== Exercise description ==
Exclude the pictures and reproduce exactly the lines that run from the one holding "Query: colonial building" to the end of the entries below.

== Dataset ==
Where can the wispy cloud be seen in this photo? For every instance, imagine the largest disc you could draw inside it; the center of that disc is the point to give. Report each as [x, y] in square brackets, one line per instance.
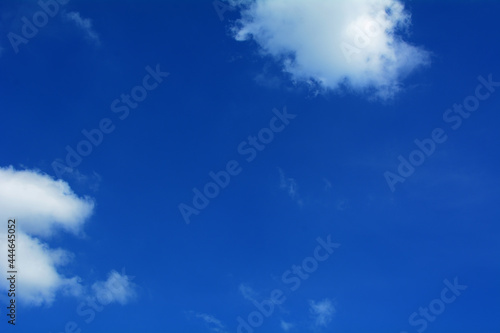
[210, 322]
[322, 312]
[290, 186]
[285, 326]
[117, 288]
[247, 292]
[335, 45]
[84, 24]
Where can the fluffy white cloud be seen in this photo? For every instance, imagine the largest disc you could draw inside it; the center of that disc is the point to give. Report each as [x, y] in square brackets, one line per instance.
[334, 44]
[41, 206]
[41, 203]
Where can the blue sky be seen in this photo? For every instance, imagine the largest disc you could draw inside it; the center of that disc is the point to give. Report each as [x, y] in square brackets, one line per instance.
[326, 216]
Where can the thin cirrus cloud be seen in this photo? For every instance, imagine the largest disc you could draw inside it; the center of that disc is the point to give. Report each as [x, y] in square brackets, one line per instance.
[212, 323]
[318, 42]
[322, 312]
[290, 186]
[83, 24]
[286, 326]
[43, 206]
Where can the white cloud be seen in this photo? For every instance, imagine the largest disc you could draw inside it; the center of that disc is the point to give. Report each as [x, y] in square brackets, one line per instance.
[117, 288]
[290, 186]
[286, 326]
[322, 312]
[41, 203]
[41, 206]
[318, 42]
[247, 292]
[84, 24]
[211, 322]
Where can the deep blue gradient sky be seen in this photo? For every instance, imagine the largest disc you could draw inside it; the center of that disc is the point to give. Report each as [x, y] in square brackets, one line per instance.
[322, 175]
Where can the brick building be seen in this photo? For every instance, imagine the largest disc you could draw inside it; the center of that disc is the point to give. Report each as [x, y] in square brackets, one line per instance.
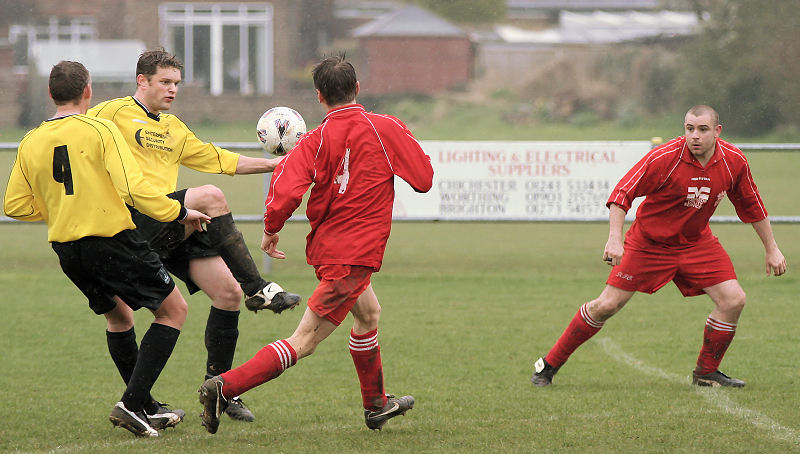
[240, 57]
[411, 50]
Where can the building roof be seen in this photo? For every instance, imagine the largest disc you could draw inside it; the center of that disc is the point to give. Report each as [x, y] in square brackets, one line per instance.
[602, 27]
[408, 21]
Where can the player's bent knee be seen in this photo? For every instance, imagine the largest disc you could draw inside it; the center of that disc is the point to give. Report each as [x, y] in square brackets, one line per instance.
[206, 198]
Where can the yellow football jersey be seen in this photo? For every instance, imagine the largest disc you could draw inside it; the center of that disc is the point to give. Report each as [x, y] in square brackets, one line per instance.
[77, 173]
[162, 142]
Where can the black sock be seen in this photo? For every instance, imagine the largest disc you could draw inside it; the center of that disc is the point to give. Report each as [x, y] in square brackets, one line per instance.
[124, 351]
[222, 331]
[156, 348]
[234, 252]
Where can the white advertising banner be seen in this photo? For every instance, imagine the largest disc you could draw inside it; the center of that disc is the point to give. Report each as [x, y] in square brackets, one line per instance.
[518, 181]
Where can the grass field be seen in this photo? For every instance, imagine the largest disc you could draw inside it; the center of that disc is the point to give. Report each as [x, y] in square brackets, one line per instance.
[467, 309]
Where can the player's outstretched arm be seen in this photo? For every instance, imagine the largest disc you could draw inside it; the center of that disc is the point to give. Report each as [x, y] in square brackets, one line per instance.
[775, 261]
[612, 254]
[248, 165]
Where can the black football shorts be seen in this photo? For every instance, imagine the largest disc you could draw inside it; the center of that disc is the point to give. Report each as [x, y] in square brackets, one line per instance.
[167, 239]
[122, 265]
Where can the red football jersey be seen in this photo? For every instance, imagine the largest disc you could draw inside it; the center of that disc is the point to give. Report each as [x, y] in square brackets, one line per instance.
[681, 195]
[351, 158]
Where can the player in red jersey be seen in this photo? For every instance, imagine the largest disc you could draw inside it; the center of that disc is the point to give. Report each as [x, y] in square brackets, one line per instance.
[351, 159]
[670, 240]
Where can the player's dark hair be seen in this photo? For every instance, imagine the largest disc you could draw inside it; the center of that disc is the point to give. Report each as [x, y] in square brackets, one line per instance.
[151, 60]
[702, 109]
[67, 82]
[336, 80]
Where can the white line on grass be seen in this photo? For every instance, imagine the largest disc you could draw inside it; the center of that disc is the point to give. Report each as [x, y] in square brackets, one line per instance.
[110, 445]
[711, 395]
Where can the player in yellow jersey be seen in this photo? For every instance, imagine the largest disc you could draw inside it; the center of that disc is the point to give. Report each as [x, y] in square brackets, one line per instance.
[76, 173]
[215, 261]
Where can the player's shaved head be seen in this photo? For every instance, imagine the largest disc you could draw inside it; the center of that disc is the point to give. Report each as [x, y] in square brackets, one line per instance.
[702, 109]
[151, 60]
[67, 82]
[336, 80]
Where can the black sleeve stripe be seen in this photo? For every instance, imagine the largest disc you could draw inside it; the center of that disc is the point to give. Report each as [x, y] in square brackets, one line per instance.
[96, 124]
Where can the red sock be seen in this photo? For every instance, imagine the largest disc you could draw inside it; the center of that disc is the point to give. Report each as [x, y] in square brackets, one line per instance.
[717, 336]
[267, 364]
[579, 330]
[366, 355]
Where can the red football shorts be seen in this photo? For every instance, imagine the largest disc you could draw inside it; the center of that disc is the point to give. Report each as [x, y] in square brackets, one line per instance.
[647, 266]
[338, 290]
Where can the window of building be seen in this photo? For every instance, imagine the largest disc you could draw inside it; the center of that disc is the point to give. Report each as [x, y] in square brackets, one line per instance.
[225, 47]
[52, 29]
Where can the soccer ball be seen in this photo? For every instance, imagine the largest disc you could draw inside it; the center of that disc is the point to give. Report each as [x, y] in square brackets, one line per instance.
[279, 129]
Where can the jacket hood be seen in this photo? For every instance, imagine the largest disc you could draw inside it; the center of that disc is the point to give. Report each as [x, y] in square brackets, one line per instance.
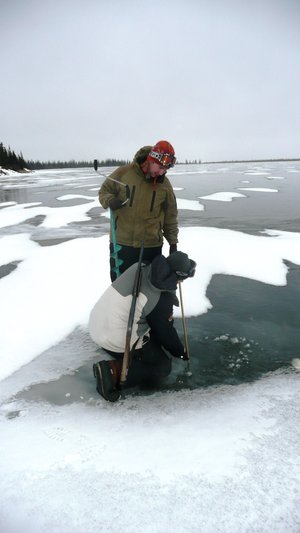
[161, 275]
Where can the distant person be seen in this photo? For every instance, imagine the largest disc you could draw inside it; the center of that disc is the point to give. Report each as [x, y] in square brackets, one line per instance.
[144, 211]
[153, 329]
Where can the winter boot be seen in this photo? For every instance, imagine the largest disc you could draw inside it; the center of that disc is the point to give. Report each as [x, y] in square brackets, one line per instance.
[107, 374]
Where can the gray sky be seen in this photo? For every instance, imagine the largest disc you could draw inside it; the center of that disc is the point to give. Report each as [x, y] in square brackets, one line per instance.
[219, 79]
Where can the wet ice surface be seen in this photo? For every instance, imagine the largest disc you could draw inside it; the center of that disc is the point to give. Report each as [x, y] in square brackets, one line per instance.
[218, 451]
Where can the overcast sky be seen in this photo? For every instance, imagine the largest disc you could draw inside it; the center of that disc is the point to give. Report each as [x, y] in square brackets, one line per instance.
[219, 79]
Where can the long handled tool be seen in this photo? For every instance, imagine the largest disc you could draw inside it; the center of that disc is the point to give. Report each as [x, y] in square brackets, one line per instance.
[135, 293]
[188, 370]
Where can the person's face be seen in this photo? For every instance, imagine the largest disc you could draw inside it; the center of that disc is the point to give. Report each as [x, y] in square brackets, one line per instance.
[156, 169]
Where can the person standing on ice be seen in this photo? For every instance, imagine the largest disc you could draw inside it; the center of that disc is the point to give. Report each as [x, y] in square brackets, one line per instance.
[153, 329]
[144, 206]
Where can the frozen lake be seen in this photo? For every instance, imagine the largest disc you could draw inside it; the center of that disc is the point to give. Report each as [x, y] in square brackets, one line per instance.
[229, 460]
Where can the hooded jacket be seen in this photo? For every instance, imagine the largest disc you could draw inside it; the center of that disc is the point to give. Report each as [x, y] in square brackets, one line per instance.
[154, 310]
[151, 211]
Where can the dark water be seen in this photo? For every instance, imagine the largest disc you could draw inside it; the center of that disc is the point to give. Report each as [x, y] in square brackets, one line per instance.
[253, 328]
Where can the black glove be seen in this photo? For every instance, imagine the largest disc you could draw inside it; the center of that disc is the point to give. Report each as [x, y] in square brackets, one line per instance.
[184, 356]
[115, 203]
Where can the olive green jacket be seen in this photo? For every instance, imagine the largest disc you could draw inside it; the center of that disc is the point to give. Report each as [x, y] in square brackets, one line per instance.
[151, 211]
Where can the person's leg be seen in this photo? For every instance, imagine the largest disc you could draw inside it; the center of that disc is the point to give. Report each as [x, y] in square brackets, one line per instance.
[149, 366]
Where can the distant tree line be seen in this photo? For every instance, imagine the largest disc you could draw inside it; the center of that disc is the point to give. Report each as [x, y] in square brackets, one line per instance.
[38, 165]
[10, 160]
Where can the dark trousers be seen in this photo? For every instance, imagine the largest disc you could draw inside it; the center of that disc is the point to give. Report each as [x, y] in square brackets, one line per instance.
[129, 256]
[149, 365]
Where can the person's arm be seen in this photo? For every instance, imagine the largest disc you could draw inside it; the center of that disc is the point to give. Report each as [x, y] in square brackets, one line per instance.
[108, 192]
[112, 194]
[162, 327]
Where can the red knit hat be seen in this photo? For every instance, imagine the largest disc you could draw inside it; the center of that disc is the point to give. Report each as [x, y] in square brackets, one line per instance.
[163, 153]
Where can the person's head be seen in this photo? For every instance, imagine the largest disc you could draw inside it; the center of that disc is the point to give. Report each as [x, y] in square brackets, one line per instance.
[181, 265]
[160, 158]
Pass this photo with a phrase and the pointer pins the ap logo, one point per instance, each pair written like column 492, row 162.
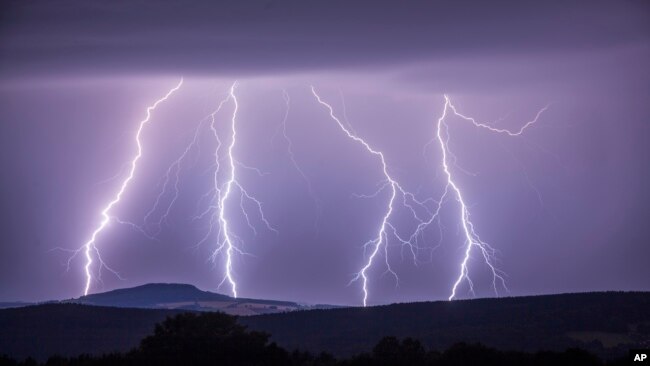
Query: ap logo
column 639, row 356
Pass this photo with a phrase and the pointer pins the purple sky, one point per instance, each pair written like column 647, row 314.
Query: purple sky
column 565, row 204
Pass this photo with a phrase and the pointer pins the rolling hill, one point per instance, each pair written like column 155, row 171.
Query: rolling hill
column 183, row 297
column 605, row 323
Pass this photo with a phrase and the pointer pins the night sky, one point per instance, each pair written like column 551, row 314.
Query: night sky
column 566, row 204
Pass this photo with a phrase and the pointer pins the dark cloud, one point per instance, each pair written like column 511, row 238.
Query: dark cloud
column 227, row 37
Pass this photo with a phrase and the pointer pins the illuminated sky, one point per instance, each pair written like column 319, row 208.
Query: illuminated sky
column 565, row 204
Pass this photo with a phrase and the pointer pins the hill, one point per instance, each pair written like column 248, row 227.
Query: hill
column 70, row 329
column 183, row 297
column 607, row 324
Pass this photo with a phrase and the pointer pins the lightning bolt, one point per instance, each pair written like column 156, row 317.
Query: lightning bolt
column 380, row 242
column 292, row 157
column 90, row 246
column 228, row 242
column 172, row 173
column 471, row 238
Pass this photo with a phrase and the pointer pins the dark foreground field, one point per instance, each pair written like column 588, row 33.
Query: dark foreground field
column 604, row 324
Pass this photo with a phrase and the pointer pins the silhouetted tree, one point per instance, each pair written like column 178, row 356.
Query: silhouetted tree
column 208, row 339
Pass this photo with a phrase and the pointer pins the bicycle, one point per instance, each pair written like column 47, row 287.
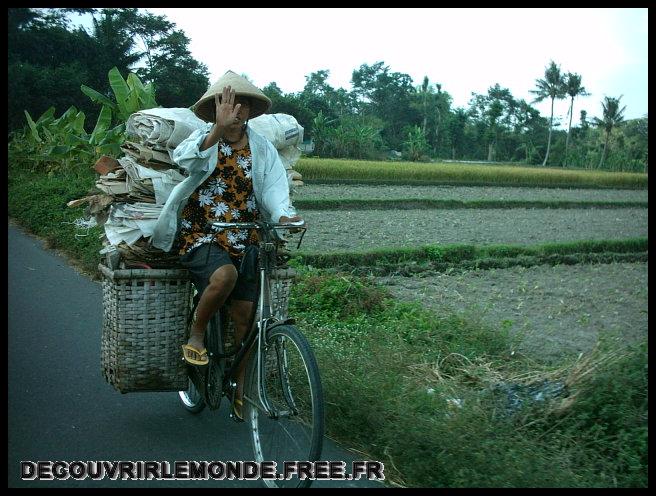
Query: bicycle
column 282, row 397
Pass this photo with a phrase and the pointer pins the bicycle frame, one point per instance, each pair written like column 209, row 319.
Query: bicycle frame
column 267, row 253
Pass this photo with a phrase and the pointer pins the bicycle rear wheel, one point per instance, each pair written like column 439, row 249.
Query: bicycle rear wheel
column 192, row 399
column 293, row 388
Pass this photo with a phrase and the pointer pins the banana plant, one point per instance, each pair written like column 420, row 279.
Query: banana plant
column 53, row 144
column 131, row 95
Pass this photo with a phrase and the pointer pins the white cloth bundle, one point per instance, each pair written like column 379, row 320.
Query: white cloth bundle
column 284, row 132
column 163, row 128
column 130, row 221
column 163, row 181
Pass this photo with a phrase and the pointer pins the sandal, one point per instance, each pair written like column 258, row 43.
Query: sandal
column 194, row 356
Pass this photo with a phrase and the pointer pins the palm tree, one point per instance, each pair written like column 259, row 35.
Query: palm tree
column 612, row 117
column 551, row 86
column 573, row 88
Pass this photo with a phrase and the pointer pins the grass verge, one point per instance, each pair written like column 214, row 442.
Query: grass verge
column 415, row 203
column 467, row 257
column 417, row 392
column 335, row 170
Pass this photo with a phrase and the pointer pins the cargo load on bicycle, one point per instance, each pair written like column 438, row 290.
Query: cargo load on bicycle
column 146, row 293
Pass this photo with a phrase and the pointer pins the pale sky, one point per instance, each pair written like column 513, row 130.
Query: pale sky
column 465, row 50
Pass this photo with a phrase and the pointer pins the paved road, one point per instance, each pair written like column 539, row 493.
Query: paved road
column 60, row 407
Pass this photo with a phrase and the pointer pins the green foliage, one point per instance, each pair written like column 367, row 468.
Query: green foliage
column 347, row 136
column 401, row 362
column 51, row 144
column 49, row 61
column 610, row 418
column 314, row 169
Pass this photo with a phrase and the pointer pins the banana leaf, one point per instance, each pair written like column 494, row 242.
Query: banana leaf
column 147, row 97
column 98, row 97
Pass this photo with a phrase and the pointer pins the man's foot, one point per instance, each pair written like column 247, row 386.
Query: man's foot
column 194, row 355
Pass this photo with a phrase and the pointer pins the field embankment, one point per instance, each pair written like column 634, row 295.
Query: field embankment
column 411, row 173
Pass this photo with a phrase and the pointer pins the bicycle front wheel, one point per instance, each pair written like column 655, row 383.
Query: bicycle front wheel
column 292, row 386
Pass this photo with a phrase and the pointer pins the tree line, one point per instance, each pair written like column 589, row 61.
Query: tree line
column 383, row 116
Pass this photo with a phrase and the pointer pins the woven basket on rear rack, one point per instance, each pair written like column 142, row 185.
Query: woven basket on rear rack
column 145, row 315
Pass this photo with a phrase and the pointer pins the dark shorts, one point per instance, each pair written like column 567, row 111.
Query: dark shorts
column 204, row 260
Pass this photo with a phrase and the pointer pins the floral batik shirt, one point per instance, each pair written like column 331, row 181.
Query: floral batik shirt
column 225, row 196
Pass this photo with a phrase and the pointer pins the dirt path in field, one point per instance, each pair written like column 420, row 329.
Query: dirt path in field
column 556, row 310
column 464, row 193
column 361, row 230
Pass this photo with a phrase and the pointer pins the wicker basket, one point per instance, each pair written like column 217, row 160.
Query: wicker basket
column 144, row 322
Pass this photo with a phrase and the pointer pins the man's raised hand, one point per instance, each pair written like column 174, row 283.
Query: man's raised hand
column 226, row 110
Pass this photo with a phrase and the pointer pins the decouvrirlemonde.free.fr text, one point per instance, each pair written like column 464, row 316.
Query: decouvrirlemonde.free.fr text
column 195, row 470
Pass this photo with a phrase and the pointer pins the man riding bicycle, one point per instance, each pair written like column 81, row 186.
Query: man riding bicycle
column 234, row 175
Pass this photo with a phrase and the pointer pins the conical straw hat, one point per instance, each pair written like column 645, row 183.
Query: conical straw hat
column 260, row 103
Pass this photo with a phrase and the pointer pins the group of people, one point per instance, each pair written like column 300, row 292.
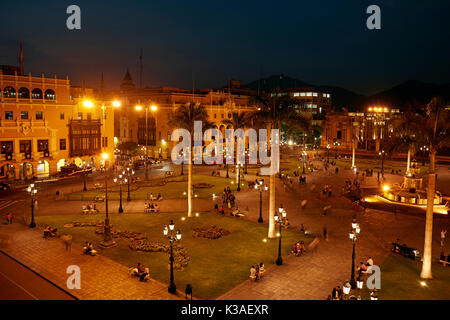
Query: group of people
column 257, row 272
column 89, row 208
column 326, row 191
column 298, row 248
column 89, row 249
column 49, row 231
column 141, row 272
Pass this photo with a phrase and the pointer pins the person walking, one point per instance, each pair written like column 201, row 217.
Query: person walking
column 443, row 236
column 325, row 233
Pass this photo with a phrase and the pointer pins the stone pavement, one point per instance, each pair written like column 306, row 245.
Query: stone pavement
column 101, row 278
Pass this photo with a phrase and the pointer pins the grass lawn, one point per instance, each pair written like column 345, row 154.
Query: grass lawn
column 215, row 266
column 173, row 189
column 400, row 280
column 363, row 164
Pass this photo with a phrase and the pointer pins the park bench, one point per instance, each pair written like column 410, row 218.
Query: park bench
column 444, row 262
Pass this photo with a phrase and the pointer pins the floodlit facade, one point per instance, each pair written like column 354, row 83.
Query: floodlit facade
column 44, row 125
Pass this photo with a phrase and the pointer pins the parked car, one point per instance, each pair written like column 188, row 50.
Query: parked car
column 4, row 186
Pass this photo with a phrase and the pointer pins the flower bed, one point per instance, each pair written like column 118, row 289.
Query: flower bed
column 179, row 253
column 212, row 232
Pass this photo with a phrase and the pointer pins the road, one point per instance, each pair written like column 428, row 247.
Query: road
column 19, row 283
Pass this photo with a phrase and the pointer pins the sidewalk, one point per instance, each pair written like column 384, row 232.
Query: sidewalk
column 101, row 278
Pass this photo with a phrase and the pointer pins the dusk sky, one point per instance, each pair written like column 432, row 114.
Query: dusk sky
column 320, row 42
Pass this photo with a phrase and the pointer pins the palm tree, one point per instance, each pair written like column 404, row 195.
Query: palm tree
column 274, row 110
column 434, row 128
column 405, row 135
column 240, row 121
column 184, row 117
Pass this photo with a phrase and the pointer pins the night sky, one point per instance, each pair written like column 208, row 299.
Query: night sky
column 320, row 42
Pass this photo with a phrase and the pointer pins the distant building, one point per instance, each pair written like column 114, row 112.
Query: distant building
column 130, row 124
column 369, row 128
column 44, row 125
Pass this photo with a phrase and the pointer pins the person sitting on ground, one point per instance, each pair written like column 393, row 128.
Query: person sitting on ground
column 9, row 218
column 252, row 272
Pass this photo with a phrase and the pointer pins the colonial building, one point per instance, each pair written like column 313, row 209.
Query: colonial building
column 130, row 123
column 368, row 129
column 45, row 125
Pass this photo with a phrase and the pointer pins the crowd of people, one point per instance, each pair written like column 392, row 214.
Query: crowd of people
column 257, row 272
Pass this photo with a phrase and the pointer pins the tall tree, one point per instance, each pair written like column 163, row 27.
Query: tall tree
column 434, row 127
column 184, row 117
column 274, row 110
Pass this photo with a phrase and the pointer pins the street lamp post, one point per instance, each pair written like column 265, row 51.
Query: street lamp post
column 108, row 241
column 120, row 179
column 353, row 236
column 259, row 186
column 130, row 173
column 279, row 220
column 153, row 108
column 169, row 234
column 381, row 153
column 33, row 191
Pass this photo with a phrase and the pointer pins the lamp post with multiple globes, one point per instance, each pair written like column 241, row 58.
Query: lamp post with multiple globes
column 32, row 191
column 279, row 219
column 169, row 234
column 259, row 186
column 147, row 108
column 354, row 232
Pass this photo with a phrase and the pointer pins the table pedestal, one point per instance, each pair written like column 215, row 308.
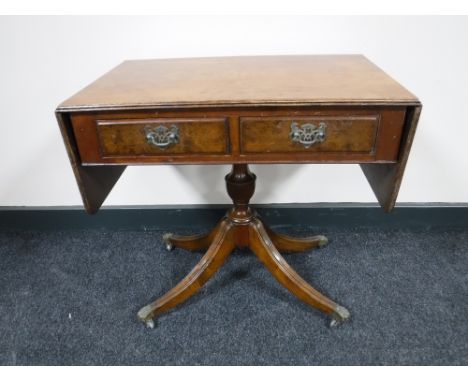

== Problem solution ==
Query: colonial building
column 130, row 123
column 368, row 129
column 45, row 125
Pass this photo with a phrase and the pointer pins the crowd of people, one point per instance, each pair written like column 392, row 214.
Query: crowd of people
column 257, row 272
Pass this photo with a phrase and the pointer pins the tall tree, one point per instance, each pair written like column 163, row 27.
Query: tall tree
column 434, row 127
column 184, row 117
column 274, row 110
Pass this photo with a phrase and the pointer pins the street lamp post, one point per instance, each pair written like column 265, row 51.
Query: street lamp post
column 108, row 241
column 120, row 179
column 353, row 236
column 259, row 186
column 130, row 173
column 279, row 220
column 153, row 108
column 169, row 234
column 381, row 153
column 33, row 191
Pass this photo with a phrase and the pointer pins the lamp post with multiple globes, one point per instance, each pair written like column 241, row 58.
Query: lamp post with multiple globes
column 32, row 191
column 279, row 219
column 169, row 234
column 259, row 186
column 147, row 108
column 354, row 232
Pass this photo with a phrase and the pointer pins the table pedestal, one point per instance, each pair written like column 215, row 308.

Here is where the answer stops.